**** DATA SECTION

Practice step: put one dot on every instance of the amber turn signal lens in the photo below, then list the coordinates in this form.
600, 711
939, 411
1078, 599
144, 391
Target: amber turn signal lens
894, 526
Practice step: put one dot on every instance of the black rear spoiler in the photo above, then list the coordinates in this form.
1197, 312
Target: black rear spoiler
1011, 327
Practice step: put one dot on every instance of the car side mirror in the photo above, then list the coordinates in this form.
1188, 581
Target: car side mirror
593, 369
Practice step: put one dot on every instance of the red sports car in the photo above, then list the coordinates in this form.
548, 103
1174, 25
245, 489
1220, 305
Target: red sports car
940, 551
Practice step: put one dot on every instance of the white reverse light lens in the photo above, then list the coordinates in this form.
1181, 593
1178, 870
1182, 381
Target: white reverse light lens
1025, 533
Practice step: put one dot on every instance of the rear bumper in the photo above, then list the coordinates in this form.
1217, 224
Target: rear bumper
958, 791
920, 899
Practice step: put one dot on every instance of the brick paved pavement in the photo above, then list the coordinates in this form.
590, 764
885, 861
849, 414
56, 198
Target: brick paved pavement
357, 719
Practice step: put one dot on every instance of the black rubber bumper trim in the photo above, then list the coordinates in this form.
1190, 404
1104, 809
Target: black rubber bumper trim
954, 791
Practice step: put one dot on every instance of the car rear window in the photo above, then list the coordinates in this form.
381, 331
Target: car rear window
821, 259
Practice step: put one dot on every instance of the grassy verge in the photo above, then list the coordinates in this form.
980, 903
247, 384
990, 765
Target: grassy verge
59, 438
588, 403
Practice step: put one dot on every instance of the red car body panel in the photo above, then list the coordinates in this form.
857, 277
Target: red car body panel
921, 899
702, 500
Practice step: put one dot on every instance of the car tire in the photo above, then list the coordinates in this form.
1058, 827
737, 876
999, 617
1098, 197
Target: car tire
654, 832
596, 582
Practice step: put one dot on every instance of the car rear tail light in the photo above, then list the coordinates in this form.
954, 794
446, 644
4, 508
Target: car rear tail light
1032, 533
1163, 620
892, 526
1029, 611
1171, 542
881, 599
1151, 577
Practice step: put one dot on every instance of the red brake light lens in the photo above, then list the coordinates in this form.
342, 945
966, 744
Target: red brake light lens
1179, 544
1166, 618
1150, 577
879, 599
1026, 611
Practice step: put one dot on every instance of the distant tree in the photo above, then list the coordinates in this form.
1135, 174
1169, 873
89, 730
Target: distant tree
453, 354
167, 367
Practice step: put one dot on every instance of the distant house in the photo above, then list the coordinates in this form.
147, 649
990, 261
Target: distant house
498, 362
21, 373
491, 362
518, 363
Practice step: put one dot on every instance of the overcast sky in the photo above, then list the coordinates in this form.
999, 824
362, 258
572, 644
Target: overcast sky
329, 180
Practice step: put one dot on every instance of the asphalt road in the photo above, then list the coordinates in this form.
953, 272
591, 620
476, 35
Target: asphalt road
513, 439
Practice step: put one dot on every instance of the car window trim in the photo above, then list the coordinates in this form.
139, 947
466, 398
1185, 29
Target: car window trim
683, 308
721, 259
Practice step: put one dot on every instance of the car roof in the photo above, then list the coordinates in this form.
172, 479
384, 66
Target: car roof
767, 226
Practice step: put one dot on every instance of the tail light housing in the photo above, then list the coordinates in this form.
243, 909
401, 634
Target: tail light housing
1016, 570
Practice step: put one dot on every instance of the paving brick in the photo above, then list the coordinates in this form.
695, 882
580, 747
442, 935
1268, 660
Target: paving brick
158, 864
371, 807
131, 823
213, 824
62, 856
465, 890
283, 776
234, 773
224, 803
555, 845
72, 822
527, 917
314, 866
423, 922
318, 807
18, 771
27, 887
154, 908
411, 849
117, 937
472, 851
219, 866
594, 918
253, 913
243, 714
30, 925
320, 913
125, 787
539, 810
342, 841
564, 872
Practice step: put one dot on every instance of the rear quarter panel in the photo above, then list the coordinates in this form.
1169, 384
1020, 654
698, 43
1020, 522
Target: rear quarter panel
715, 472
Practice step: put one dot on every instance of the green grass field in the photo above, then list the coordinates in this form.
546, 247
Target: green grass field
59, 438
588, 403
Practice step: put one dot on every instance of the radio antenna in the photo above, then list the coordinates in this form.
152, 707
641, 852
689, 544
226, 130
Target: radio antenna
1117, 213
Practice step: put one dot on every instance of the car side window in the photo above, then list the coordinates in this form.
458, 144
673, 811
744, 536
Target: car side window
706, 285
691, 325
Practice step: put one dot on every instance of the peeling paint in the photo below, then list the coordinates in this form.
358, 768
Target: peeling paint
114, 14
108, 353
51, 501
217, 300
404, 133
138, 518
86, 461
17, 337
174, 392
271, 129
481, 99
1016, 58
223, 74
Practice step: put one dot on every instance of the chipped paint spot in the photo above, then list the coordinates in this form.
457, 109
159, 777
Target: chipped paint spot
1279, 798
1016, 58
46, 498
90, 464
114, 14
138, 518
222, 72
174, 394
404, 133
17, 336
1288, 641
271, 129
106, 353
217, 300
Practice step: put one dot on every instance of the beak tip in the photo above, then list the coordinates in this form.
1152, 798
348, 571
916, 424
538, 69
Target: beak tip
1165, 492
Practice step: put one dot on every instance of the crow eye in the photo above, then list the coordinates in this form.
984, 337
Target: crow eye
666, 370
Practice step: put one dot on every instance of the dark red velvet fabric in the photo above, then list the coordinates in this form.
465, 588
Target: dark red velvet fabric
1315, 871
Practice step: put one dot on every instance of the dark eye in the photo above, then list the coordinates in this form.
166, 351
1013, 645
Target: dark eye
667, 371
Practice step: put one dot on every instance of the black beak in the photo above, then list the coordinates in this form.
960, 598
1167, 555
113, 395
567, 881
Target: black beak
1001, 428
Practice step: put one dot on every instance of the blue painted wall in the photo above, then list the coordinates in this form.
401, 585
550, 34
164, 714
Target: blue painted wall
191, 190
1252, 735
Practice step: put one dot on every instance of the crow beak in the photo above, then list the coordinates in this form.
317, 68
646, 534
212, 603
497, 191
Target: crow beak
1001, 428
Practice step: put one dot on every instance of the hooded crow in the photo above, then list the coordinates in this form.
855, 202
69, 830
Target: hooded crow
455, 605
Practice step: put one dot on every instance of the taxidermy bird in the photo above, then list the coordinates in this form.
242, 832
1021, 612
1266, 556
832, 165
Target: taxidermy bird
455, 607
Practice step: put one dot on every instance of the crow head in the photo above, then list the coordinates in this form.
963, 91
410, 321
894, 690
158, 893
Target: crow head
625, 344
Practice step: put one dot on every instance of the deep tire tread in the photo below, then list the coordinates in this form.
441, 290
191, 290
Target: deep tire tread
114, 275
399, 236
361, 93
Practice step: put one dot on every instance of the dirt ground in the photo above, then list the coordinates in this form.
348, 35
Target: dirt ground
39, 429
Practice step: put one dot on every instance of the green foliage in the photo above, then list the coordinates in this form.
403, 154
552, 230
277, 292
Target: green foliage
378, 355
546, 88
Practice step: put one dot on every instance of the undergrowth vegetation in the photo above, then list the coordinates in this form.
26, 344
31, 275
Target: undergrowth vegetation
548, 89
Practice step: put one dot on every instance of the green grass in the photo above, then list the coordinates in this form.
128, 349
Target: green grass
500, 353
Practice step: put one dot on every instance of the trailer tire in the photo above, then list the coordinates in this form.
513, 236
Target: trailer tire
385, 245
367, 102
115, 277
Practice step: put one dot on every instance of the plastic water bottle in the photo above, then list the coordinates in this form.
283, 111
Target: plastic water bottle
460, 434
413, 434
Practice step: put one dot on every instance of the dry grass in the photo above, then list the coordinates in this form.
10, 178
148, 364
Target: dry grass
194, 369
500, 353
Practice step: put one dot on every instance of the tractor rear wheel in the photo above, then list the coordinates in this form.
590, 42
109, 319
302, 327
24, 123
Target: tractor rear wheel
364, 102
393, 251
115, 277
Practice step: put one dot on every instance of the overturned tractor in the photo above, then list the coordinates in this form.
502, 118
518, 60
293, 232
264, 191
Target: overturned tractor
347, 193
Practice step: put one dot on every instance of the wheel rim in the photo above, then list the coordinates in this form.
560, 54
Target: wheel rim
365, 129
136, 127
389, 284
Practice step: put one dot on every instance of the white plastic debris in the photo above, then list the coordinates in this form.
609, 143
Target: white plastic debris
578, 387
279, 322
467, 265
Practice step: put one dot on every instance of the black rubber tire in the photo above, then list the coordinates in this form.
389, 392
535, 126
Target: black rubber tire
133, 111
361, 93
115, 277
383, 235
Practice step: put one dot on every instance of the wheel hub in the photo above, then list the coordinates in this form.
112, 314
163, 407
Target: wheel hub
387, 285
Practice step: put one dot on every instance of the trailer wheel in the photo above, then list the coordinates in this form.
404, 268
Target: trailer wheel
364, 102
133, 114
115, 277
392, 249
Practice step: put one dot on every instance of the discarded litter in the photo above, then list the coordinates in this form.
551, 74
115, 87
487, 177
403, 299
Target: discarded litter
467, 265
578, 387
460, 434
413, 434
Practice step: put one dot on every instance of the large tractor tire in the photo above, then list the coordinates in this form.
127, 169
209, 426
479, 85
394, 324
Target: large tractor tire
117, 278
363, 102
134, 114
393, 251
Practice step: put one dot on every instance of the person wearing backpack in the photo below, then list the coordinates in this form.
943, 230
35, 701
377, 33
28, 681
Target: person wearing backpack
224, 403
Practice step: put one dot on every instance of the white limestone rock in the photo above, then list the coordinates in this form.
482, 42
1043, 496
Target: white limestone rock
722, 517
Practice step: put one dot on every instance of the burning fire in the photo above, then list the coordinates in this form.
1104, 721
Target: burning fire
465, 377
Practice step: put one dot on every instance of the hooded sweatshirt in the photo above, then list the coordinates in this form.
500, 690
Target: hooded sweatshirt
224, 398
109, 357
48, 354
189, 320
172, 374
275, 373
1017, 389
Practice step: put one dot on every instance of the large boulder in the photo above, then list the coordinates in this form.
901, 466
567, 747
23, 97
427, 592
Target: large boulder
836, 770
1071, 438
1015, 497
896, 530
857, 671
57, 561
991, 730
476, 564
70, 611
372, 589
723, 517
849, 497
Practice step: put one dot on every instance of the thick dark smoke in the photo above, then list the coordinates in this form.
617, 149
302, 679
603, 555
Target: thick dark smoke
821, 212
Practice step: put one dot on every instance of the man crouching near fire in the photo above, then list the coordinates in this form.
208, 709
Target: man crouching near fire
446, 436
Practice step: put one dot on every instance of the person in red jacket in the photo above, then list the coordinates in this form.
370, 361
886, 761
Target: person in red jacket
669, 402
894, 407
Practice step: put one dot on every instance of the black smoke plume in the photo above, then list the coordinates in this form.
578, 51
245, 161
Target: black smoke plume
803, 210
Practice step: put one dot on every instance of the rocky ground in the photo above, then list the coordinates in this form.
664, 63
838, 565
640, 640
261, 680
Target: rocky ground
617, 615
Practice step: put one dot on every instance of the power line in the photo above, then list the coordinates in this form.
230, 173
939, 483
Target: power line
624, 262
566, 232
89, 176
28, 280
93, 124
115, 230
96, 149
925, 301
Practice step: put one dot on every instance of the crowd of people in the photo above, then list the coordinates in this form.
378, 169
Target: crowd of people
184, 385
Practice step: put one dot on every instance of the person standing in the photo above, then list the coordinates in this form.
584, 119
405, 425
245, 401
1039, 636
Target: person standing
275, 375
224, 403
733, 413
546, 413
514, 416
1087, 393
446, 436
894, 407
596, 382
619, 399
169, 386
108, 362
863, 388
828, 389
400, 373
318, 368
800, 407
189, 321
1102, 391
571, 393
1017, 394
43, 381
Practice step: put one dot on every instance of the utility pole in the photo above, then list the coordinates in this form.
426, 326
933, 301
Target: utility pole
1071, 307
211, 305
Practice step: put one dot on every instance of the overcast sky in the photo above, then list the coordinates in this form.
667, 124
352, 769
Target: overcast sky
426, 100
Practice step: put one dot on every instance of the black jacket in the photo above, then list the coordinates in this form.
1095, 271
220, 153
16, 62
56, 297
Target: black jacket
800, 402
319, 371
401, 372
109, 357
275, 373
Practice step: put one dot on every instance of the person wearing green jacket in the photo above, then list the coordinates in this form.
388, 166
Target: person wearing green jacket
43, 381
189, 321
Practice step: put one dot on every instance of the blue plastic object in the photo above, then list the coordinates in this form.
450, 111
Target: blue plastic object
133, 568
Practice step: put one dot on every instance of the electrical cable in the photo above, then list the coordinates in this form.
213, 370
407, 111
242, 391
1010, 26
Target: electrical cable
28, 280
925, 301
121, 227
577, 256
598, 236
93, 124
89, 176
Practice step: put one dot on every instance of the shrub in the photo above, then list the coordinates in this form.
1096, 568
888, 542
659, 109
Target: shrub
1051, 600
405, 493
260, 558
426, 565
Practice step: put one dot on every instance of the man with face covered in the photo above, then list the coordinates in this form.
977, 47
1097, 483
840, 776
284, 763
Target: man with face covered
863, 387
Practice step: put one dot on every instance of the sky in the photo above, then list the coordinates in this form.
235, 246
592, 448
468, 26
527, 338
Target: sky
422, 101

********

• TASK OBJECTIVE: Output the line holding "Practice step: put one dot on every instance of the shrub", then every later line through the end of the records above, exactly as given and nothing else.

• IN RESPONSE:
Practice step: put one dot on every instance of the shrub in the photo above, then list the coordinates in this form.
1096, 568
888, 542
659, 109
Target: shrub
1051, 600
405, 493
260, 558
426, 565
Practice step: put one dot on every instance of the man with face covered in the photo above, then list the coordinates in this form.
977, 47
1097, 483
840, 776
284, 763
Target: man with face covered
863, 387
Practice step: put one dot on every instance of the sky in the photo above, then list the coordinates in this form.
235, 246
592, 448
468, 26
527, 338
Target: sky
422, 101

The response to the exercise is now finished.